> _Written exercise_: Resume the BigQuery Pipeline notebook text shown below, continuing on from its final sentence.

# START OF Provided text

# BigQuery Pipeline
Google Cloud Datalab enables productionizing (i.e. scheduling and orchestrating) notebooks that accomplish ETL with BigQuery and GCS. This notebook illustrates how the 'pipeline' subcommand accomplishes this.

This requires either Cloud Composer to be running with an active environment, or Airflow installed on a VM.  

This requires prior setup with either Airflow or Google Cloud Composer

## Airflow 
Copy and execute airflow_vm_create.sh (https://github.com/googledatalab/notebooks/blob/master/samples/contrib/pipeline/airflow_vm_create.sh) in a terminal. This will create a VM in your project with Airflow running on it. 

## Google Cloud Composer 
Refer https://cloud.google.com/composer/docs/quickstart to setup an active Composer environment.

In [66]:
%%bq pipeline --help

usage: %bq pipeline [-h] -n NAME [-e ENVIRONMENT] [-l LOCATION]
                    [-d GCS_DAG_BUCKET] [-f GCS_DAG_FILE_PATH]

Creates a pipeline to execute a SQL query to transform data using BigQuery.

# END OF Provided text
# START OF Extracted information

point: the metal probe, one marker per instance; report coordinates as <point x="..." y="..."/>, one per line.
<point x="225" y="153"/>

# END OF Extracted information
# START OF Extracted information

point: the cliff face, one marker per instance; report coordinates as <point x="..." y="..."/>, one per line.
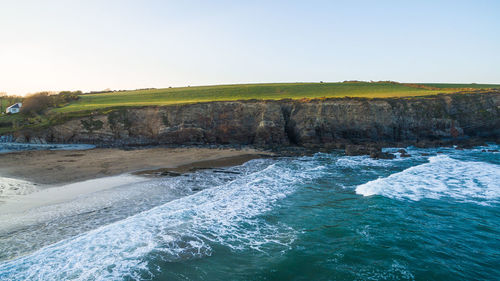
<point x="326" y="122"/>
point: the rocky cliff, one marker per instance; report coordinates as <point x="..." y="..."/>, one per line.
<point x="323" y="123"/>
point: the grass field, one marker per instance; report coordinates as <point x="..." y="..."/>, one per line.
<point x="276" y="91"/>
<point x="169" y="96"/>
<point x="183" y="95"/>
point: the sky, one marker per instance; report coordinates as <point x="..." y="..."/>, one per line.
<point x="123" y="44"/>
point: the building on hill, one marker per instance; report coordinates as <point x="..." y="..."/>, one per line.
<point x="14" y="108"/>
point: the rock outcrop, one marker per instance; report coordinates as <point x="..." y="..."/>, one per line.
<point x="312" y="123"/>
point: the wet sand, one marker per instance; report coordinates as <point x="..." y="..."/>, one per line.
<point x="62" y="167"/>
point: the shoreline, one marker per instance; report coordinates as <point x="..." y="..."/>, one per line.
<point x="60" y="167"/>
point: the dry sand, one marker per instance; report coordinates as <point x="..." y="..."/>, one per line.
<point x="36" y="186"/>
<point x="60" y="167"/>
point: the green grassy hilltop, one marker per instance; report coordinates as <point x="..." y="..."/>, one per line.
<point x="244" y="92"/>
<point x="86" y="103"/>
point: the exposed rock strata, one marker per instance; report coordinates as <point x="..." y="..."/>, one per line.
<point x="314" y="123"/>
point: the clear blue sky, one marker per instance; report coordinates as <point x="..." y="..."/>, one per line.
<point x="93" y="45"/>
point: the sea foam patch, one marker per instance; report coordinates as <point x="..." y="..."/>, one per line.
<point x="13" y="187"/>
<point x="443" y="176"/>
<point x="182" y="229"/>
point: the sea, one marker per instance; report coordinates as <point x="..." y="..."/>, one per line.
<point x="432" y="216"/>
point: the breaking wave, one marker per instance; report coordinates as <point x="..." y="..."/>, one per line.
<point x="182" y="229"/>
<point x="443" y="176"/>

# END OF Extracted information
# START OF Extracted information

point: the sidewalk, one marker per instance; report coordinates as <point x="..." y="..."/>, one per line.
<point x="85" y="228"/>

# END OF Extracted information

> _Final answer_:
optional arguments:
  -h, --help            show this help message and exit
  -n NAME, --name NAME  BigQuery pipeline name
  -e ENVIRONMENT, --environment ENVIRONMENT
                        The name of the Google Cloud Composer environment.
  -l LOCATION, --location LOCATION
                        The location of the Google Cloud Composer environment.
  -d GCS_DAG_BUCKET, --gcs_dag_bucket GCS_DAG_BUCKET
                        The Google Cloud Storage bucket for the Airflow dags.
  -f GCS_DAG_FILE_PATH, --gcs_dag_file_path GCS_DAG_FILE_PATH
                        The file path suffix for the Airflow dags.


# Building a data transformation pipeline
Define your query in BQ SQL and a destination table for the results, test it using the 'execute' subcommand, and then create a pipeline that does this on a daily schedule. The config (i.e. the cell-body) for the 'pipeline' subcommand provides a 'transformation' key for referencing queries that have been defined previously in the notebook, and an 'output' key for specifying the destination table, and the 'mode'.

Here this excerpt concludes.